§ **Task requirements**
Turn the lines below into a Markdown table with the columns "Row" and "Line", numbering each line in order and omitting any blank lines.

(Point annotation records)
##########
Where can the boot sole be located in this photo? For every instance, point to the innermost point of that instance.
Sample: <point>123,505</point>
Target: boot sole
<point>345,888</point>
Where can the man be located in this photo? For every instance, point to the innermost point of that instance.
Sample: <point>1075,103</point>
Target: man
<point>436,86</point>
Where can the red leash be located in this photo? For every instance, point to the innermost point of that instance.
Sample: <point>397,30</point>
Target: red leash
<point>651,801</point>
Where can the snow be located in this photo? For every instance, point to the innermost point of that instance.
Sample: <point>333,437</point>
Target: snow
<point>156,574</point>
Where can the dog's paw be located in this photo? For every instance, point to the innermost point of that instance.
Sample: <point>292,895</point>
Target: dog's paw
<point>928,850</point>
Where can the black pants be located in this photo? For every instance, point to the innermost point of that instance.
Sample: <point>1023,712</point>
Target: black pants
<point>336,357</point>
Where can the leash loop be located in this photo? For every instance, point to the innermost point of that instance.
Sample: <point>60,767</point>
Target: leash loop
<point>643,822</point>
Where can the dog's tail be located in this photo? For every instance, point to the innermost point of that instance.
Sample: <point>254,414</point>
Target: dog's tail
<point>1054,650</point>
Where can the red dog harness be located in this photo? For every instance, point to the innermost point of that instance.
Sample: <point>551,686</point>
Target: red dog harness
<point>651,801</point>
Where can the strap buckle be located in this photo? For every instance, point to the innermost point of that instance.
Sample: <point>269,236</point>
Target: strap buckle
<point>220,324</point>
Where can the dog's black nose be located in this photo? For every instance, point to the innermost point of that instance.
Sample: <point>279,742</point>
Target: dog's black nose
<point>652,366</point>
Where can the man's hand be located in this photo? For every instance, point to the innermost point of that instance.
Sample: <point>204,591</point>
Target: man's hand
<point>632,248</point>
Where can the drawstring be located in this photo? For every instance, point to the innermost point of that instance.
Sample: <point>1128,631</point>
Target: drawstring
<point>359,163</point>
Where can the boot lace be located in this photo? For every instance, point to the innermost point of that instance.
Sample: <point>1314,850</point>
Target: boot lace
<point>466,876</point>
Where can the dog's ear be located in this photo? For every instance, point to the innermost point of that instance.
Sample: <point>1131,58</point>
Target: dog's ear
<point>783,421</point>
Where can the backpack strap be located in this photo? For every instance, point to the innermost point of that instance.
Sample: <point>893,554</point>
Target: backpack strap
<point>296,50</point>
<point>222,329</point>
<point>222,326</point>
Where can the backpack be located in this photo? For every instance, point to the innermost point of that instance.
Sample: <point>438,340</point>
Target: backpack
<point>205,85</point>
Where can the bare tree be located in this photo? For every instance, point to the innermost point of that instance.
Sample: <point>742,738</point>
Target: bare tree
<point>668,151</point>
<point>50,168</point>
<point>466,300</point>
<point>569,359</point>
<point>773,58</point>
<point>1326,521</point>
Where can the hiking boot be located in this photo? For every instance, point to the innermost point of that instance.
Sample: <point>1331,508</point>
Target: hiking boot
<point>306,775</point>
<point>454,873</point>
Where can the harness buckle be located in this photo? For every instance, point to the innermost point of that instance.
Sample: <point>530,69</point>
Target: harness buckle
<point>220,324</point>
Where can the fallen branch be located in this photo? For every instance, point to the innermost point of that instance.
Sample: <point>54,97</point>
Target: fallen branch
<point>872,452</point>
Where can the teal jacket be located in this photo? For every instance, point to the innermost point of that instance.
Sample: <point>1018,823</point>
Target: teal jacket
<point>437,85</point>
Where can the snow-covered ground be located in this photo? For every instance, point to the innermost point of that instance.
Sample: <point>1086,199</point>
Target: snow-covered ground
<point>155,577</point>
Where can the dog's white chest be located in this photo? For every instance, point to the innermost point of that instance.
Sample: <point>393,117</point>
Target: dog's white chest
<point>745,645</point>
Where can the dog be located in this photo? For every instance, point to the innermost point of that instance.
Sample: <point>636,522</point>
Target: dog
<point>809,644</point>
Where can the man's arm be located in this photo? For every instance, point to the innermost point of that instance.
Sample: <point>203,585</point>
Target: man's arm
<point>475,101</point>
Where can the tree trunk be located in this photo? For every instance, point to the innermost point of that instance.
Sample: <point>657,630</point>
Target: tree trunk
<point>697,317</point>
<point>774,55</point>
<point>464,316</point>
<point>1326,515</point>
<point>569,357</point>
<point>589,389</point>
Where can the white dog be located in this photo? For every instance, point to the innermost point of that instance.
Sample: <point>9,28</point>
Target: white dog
##########
§ **Written response**
| Row | Line |
|---|---|
| 1 | Where can the boot sole be located in this photo? For every instance, point to the innermost point of that instance. |
| 2 | Sample: <point>123,505</point> |
| 3 | Target: boot sole |
| 4 | <point>345,888</point> |
| 5 | Where can the man be located in this photo? For every instance, point to the innermost point of that instance. |
| 6 | Sample: <point>1075,103</point> |
| 7 | Target: man |
| 8 | <point>436,86</point> |
| 9 | Where can the red leash be located in this photo? For every instance, point to the innermost point of that instance. |
| 10 | Sample: <point>397,30</point> |
| 11 | Target: red leash |
| 12 | <point>651,801</point> |
| 13 | Where can the snow be located in this photo? For every instance, point to the innermost point of that instance. |
| 14 | Sample: <point>333,437</point> |
| 15 | Target: snow |
| 16 | <point>156,574</point> |
| 17 | Where can the dog's paw be located in this photo? For every instance, point to the innermost point of that instance. |
| 18 | Sample: <point>292,895</point> |
| 19 | Target: dog's paw |
| 20 | <point>928,850</point> |
| 21 | Where can the black pants be located in this photo? For every instance, point to the innermost point of that instance. |
| 22 | Sample: <point>1023,712</point> |
| 23 | Target: black pants |
| 24 | <point>336,357</point> |
| 25 | Where can the leash loop be located in this photo? For every instance, point to the innermost point of that instance. |
| 26 | Sample: <point>60,767</point> |
| 27 | Target: leash loop |
| 28 | <point>643,822</point> |
| 29 | Where can the dog's tail be located in this photo? For every instance, point to the innermost point of that instance. |
| 30 | Sample: <point>254,414</point> |
| 31 | Target: dog's tail |
| 32 | <point>1054,650</point> |
| 33 | Where can the red dog harness be located in this photo? For every instance, point to the innermost point of that instance. |
| 34 | Sample: <point>551,686</point> |
| 35 | Target: red dog harness |
| 36 | <point>651,801</point> |
| 37 | Where can the strap buckle be located in this photo? For every instance, point to the innermost point of that instance. |
| 38 | Sample: <point>269,236</point> |
| 39 | Target: strap buckle |
| 40 | <point>220,324</point> |
| 41 | Where can the dog's black nose be located in this photo? For every instance, point to the innermost point of that instance. |
| 42 | Sample: <point>279,742</point> |
| 43 | Target: dog's black nose |
| 44 | <point>652,366</point> |
| 45 | Where can the man's hand be located in this photo? For every instance, point to the innermost point of that instance. |
| 46 | Sample: <point>204,591</point> |
| 47 | Target: man's hand |
| 48 | <point>632,248</point> |
| 49 | Where can the drawstring be located in this photo? For every instance, point to the innermost point of that instance. |
| 50 | Sample: <point>1128,631</point> |
| 51 | Target: drawstring |
| 52 | <point>359,163</point> |
| 53 | Where can the boot lace be located in this photo? For every instance, point to the innermost point of that instance. |
| 54 | Sample: <point>1314,850</point> |
| 55 | Target: boot lace |
| 56 | <point>466,876</point> |
| 57 | Where can the dog's ear be located in this photo? For every instance, point to the innermost point of that instance. |
| 58 | Sample: <point>1131,58</point> |
| 59 | Target: dog's ear |
| 60 | <point>783,421</point> |
| 61 | Where can the backpack strap be located in this photo? For every instance, point to the innermost point of that instance. |
| 62 | Sample: <point>893,554</point> |
| 63 | Target: backpack strap |
| 64 | <point>296,50</point> |
| 65 | <point>222,329</point> |
| 66 | <point>222,326</point> |
| 67 | Where can the backpack be located in this photo? For every instance, point to the innermost point of that instance. |
| 68 | Sample: <point>438,340</point> |
| 69 | Target: backpack |
| 70 | <point>205,85</point> |
| 71 | Where can the bare tree be located in this photo? For every instance, point to the innermost point of that instance. |
| 72 | Sample: <point>742,738</point> |
| 73 | Target: bare tree |
| 74 | <point>668,151</point> |
| 75 | <point>50,168</point> |
| 76 | <point>466,300</point> |
| 77 | <point>569,359</point> |
| 78 | <point>773,58</point> |
| 79 | <point>1326,521</point> |
| 80 | Where can the hiking boot be located in this photo? For every instance, point to the innermost point of that instance. |
| 81 | Sample: <point>1331,508</point> |
| 82 | Target: hiking boot |
| 83 | <point>306,775</point> |
| 84 | <point>454,873</point> |
| 85 | Where can the harness buckle be located in this photo? For every instance, point to the innermost point of that instance. |
| 86 | Sample: <point>530,69</point> |
| 87 | Target: harness buckle |
| 88 | <point>220,324</point> |
| 89 | Where can the fallen branch be located in this photo? For every instance, point to the innermost point of that instance. |
| 90 | Sample: <point>54,97</point> |
| 91 | Target: fallen branch |
| 92 | <point>872,452</point> |
| 93 | Where can the teal jacket be located in this photo? For every instance, point to the innermost point of that instance. |
| 94 | Sample: <point>1018,823</point> |
| 95 | Target: teal jacket |
| 96 | <point>437,85</point> |
| 97 | Where can the snow-covered ground be located in this photo? For every instance, point to the innermost point of that instance. |
| 98 | Sample: <point>1086,199</point> |
| 99 | Target: snow-covered ground |
| 100 | <point>155,577</point> |
| 101 | Where can the dog's white chest be located in this photo? For every instance, point to the innermost point of that instance. |
| 102 | Sample: <point>393,117</point> |
| 103 | Target: dog's white chest |
| 104 | <point>745,645</point> |
| 105 | Where can the dog be located in this photo? For every instance, point to the innermost point of that instance. |
| 106 | Sample: <point>636,522</point> |
| 107 | Target: dog |
| 108 | <point>809,644</point> |
| 109 | Where can the man's arm be located in this photo? For every instance, point to the innermost point of that instance. |
| 110 | Sample: <point>203,585</point> |
| 111 | Target: man's arm |
| 112 | <point>475,101</point> |
| 113 | Where can the tree trunk be located in this photo? For every instance, point to the innermost point of that instance. |
| 114 | Sample: <point>657,630</point> |
| 115 | Target: tree trunk |
| 116 | <point>697,317</point> |
| 117 | <point>774,55</point> |
| 118 | <point>464,316</point> |
| 119 | <point>1326,515</point> |
| 120 | <point>569,357</point> |
| 121 | <point>589,389</point> |
| 122 | Where can the white dog be located in this photo? For every instance, point to the innermost point of that instance. |
| 123 | Sample: <point>9,28</point> |
| 124 | Target: white dog |